Objective — From the rows below, select and copy in full each row that contains the string "wall". The match is case-sensitive.

Given data —

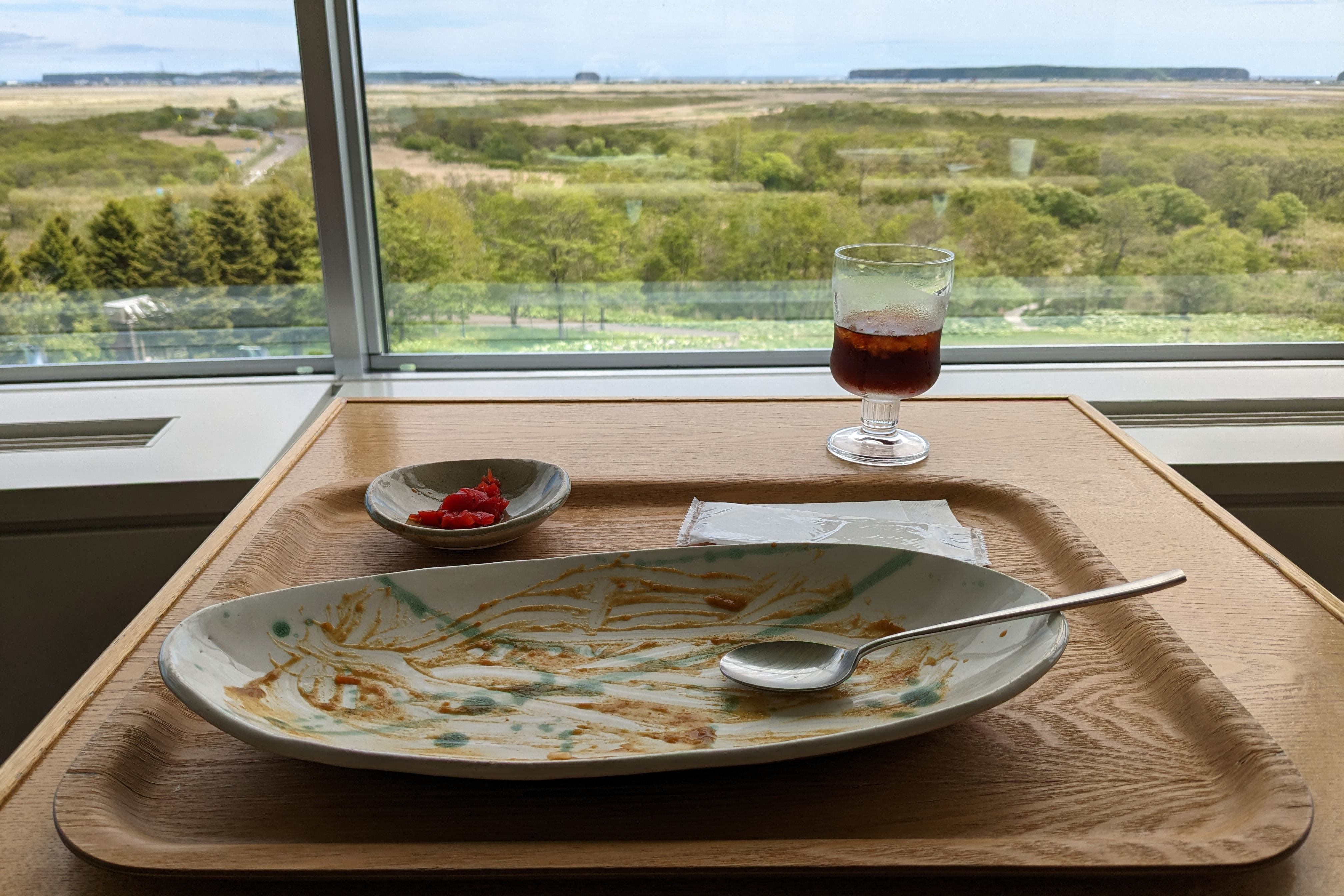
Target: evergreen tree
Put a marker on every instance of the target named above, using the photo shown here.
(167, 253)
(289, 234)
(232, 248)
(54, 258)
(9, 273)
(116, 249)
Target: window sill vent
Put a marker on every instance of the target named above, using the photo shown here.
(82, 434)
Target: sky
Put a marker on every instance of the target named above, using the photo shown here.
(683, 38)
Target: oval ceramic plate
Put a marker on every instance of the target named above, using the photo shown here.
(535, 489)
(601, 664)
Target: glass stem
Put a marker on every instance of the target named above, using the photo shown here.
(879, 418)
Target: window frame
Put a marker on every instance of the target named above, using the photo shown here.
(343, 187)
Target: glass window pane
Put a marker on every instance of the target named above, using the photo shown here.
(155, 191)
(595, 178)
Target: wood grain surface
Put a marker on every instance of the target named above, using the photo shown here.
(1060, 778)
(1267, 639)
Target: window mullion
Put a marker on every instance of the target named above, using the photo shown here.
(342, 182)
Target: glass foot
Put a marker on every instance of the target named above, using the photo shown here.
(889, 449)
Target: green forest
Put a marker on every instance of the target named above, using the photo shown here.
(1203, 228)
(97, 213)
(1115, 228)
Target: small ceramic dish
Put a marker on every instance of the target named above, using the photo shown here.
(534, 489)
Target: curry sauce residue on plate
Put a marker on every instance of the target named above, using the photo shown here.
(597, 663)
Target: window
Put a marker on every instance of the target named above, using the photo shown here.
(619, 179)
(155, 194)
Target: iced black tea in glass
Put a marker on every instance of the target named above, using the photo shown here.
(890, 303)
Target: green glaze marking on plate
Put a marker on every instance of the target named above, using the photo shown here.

---

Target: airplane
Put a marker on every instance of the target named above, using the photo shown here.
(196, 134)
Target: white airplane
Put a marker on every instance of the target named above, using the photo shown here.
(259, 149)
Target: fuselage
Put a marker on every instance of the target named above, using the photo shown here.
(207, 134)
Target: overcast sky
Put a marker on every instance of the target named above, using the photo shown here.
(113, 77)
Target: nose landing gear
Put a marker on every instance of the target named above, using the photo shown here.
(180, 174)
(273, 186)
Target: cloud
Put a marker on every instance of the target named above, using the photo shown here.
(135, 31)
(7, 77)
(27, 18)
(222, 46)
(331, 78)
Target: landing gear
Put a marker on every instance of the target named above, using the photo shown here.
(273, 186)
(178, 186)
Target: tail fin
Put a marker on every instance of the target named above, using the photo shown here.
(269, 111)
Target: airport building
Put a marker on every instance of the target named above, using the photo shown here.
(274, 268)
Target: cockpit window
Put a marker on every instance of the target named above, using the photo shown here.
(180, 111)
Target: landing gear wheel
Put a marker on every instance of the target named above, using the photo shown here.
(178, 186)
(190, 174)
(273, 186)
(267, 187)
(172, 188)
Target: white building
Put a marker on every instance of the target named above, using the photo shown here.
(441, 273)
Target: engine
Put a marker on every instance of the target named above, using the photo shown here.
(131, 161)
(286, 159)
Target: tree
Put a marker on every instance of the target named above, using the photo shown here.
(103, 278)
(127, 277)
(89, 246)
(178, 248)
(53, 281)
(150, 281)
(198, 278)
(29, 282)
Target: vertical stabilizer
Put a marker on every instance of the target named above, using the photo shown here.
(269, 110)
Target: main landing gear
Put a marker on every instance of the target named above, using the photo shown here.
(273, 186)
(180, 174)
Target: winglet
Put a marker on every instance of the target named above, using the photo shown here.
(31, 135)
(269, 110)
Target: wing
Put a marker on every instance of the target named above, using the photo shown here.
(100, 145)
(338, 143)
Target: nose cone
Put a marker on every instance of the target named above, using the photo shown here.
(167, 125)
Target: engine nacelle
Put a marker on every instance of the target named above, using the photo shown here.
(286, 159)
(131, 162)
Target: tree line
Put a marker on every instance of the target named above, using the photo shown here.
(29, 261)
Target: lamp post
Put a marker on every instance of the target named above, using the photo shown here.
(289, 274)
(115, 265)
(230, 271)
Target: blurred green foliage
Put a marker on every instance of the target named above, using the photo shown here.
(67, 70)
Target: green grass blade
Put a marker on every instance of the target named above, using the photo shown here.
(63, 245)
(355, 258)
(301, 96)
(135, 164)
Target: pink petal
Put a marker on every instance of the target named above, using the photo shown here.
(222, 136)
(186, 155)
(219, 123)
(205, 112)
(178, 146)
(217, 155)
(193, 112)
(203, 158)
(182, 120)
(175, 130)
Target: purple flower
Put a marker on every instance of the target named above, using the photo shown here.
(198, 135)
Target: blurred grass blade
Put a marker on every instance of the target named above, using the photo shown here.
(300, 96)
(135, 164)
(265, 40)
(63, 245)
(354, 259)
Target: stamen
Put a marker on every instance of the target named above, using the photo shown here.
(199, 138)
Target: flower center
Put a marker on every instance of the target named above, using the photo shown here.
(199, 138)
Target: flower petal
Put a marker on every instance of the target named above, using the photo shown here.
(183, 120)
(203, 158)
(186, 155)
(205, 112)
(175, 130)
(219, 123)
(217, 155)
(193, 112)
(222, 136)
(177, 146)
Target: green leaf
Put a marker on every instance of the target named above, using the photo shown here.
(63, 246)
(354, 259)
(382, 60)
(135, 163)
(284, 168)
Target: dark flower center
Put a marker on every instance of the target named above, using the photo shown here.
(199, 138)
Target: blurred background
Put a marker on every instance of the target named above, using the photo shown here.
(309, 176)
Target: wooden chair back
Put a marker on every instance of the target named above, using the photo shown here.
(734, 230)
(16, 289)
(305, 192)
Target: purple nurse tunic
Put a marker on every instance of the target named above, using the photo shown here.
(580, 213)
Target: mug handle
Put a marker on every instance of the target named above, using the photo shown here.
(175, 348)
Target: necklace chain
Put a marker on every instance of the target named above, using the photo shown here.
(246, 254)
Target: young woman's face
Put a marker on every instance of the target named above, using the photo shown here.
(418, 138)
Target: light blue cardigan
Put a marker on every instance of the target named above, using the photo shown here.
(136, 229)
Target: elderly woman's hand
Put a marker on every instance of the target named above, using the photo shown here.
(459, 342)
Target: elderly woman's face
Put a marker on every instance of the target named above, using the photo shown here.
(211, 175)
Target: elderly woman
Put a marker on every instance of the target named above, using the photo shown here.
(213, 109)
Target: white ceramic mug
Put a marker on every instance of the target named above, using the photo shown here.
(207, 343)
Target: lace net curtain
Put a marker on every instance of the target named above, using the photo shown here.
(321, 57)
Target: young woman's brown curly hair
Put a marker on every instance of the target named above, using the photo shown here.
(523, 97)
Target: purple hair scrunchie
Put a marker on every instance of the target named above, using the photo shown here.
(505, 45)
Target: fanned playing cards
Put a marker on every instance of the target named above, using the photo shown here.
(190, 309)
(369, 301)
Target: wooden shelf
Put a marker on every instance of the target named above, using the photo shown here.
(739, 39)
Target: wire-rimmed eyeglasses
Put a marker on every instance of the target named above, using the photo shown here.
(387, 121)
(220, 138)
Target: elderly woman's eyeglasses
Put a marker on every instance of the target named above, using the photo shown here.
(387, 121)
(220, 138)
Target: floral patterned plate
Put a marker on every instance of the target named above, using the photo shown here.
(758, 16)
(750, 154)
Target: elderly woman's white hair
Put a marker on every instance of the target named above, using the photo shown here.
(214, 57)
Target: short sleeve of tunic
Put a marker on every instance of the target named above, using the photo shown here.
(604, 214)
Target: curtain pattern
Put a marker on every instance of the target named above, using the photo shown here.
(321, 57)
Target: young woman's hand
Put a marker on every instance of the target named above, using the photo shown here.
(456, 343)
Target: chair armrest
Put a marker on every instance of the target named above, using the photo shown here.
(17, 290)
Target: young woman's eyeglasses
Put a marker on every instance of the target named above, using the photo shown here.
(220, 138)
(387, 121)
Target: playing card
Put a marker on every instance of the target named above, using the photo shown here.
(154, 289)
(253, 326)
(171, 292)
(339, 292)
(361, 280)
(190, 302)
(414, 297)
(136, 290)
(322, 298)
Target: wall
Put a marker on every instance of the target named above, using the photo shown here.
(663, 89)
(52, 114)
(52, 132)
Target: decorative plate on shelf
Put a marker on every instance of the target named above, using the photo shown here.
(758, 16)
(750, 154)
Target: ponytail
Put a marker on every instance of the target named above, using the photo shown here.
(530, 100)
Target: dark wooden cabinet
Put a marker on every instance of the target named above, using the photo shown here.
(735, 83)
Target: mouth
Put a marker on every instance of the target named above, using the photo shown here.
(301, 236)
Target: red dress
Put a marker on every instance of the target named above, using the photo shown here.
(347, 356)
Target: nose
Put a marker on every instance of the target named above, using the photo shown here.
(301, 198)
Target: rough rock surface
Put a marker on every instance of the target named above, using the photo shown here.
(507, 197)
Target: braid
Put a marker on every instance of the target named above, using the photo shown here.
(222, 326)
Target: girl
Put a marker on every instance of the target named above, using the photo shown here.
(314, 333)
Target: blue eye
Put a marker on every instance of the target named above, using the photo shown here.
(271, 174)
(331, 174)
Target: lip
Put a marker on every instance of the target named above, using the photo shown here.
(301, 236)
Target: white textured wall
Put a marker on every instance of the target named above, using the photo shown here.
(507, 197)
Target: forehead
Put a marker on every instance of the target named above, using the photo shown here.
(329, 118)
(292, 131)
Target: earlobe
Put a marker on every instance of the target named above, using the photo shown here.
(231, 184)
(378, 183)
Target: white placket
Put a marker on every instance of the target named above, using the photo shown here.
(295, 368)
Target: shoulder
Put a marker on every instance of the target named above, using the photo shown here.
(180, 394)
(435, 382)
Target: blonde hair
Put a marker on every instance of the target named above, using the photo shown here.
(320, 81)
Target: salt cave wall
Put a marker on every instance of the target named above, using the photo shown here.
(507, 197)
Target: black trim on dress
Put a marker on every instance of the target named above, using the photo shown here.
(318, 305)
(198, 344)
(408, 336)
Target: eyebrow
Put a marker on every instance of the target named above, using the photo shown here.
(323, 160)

==

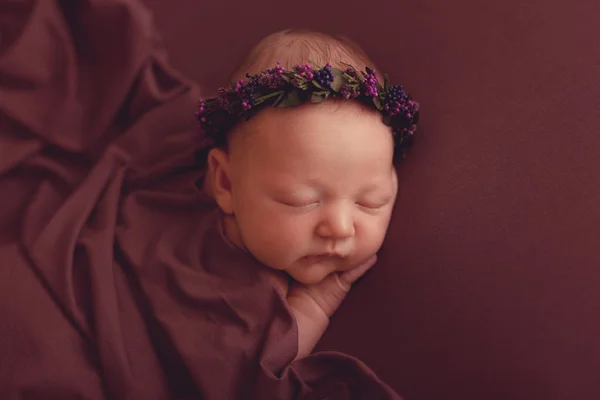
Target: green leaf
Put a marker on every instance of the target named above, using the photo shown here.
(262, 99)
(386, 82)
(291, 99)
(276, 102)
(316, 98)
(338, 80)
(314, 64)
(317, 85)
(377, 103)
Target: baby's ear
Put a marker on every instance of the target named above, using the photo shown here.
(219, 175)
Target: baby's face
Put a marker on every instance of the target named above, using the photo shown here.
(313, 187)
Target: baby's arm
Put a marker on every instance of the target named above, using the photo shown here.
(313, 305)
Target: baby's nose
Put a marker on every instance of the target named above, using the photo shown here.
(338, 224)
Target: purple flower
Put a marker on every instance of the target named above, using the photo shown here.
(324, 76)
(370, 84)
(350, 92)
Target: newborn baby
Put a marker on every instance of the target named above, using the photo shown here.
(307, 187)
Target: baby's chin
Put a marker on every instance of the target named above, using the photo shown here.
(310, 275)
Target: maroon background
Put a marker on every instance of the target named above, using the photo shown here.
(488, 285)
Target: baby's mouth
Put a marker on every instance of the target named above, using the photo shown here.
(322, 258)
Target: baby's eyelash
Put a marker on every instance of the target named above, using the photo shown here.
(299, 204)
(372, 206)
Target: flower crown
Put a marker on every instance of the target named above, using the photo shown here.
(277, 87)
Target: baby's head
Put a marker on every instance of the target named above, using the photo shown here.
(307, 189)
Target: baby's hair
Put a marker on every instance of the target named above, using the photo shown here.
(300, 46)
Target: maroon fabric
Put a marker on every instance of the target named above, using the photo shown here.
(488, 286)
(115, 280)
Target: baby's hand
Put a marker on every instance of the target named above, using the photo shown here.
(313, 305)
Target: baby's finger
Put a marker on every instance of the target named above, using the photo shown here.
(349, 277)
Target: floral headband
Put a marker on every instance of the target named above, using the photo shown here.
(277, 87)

Exercise solution —
Target: wall
Target: white textured wall
Target: salt cave wall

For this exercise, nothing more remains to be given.